Gestellte Aufgabe
Schreiben Sie sämtliche nachstehenden Einträge Zeile für Zeile unverändert ab. Die Bilder lassen Sie dabei aus.

Aufgeführte Einträge
════════════════════

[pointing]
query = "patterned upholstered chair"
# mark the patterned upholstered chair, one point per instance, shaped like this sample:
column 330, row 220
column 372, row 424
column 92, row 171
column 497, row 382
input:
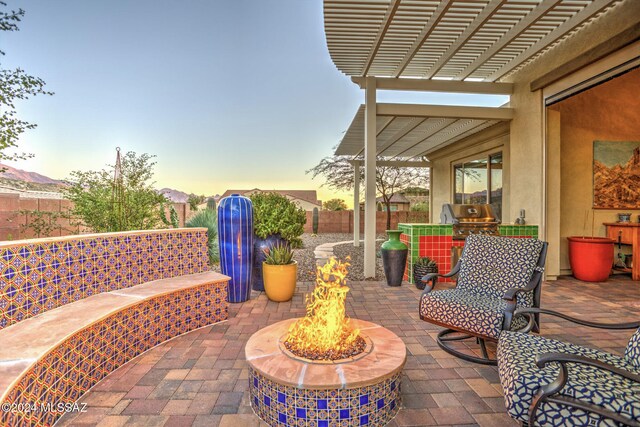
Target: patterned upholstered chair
column 552, row 383
column 495, row 275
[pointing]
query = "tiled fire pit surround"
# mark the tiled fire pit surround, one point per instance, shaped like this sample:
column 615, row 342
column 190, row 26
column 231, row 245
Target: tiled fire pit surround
column 287, row 391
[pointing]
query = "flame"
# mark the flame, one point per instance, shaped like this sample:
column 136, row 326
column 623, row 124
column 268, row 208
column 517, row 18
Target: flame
column 325, row 328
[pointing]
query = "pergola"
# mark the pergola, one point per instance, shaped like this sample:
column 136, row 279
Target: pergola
column 464, row 46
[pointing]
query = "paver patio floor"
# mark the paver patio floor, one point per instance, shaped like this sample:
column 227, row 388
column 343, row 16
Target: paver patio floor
column 200, row 379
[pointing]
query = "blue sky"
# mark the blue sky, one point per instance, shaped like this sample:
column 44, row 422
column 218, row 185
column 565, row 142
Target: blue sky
column 226, row 94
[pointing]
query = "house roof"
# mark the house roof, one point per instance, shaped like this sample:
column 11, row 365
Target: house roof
column 449, row 39
column 306, row 195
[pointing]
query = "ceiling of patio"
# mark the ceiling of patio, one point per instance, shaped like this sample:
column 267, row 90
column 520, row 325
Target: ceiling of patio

════════════════════

Antwort zur Aufgabe
[pointing]
query = "patterned upholstered chair"
# mark the patterned upholstered chair, one point per instance, shaped like this sample:
column 330, row 220
column 372, row 424
column 92, row 171
column 497, row 382
input:
Target: patterned upholstered chair
column 552, row 383
column 495, row 275
[pointing]
query = "tiled fire pit surround"
# mark the tiled fire pit surround, one point per instance, shaped like this sample:
column 615, row 342
column 190, row 26
column 231, row 245
Target: tiled fire pit surround
column 287, row 391
[pointing]
query = "flame"
# mark the flame, one point per instance, shaped like this sample:
column 136, row 326
column 623, row 124
column 268, row 208
column 517, row 18
Target: flame
column 325, row 328
[pointing]
query = "pergola"
# mark the pergola, one point per instance, shaped like this sample:
column 136, row 279
Target: pergola
column 464, row 46
[pointing]
query = "paver patio floor"
# mark the paver patio floor, one point per instance, shaped like this sample:
column 227, row 388
column 343, row 16
Target: paver patio floor
column 200, row 379
[pointing]
query = "blue sky"
# mark the blue sky, one point per instance, shaped like this sample:
column 44, row 422
column 218, row 185
column 565, row 142
Target: blue sky
column 226, row 94
[pointing]
query = "house roof"
# mark the house roof, one point per instance, shaped like this sample:
column 11, row 365
Target: house roof
column 449, row 39
column 306, row 195
[pointing]
query = "ceiling of patio"
# mark the ceiling of patio, one point per instance, shaped like this sample:
column 267, row 90
column 520, row 325
Target: ceiling of patio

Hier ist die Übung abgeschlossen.